__What you are asked to do__
Report each line below that contains the word "stem", and copy every such line in full.

__Stored rows__

▬▬▬▬▬▬▬▬▬▬

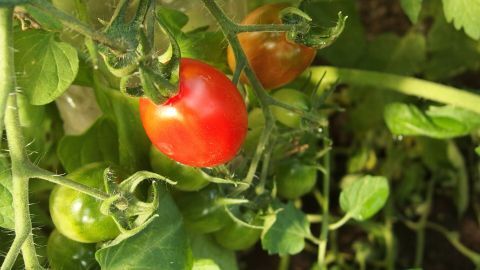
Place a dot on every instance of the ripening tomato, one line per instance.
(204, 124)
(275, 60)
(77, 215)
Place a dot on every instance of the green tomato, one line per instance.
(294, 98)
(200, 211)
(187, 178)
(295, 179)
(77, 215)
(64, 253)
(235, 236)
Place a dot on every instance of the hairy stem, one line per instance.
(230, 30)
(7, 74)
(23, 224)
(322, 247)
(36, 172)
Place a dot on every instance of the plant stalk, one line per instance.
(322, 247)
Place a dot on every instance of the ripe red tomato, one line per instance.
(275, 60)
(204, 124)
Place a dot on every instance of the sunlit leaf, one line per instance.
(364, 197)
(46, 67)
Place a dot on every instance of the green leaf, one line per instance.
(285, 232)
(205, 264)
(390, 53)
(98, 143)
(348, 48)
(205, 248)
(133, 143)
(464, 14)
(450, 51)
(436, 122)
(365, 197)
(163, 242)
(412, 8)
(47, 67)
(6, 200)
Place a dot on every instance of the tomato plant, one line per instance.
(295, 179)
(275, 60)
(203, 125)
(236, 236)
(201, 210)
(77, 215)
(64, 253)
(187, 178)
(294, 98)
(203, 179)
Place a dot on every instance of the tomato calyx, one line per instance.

▬▬▬▬▬▬▬▬▬▬

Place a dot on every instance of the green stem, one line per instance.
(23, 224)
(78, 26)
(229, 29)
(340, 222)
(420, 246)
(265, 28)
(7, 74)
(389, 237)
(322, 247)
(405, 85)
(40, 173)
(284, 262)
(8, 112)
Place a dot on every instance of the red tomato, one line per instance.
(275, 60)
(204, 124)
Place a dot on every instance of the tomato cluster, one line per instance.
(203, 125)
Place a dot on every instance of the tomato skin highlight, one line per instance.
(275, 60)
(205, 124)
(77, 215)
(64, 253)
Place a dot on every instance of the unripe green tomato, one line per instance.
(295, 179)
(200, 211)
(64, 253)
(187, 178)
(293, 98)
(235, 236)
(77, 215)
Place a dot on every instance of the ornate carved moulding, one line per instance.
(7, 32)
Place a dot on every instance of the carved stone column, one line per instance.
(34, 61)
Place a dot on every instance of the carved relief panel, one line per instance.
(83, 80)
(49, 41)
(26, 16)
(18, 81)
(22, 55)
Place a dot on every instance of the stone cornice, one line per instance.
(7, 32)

▬▬▬▬▬▬▬▬▬▬

__Exercise answer__
Place a dot on every instance of the hairy stem, one line per instance.
Place a dot on every instance of the green stem, one line per instance.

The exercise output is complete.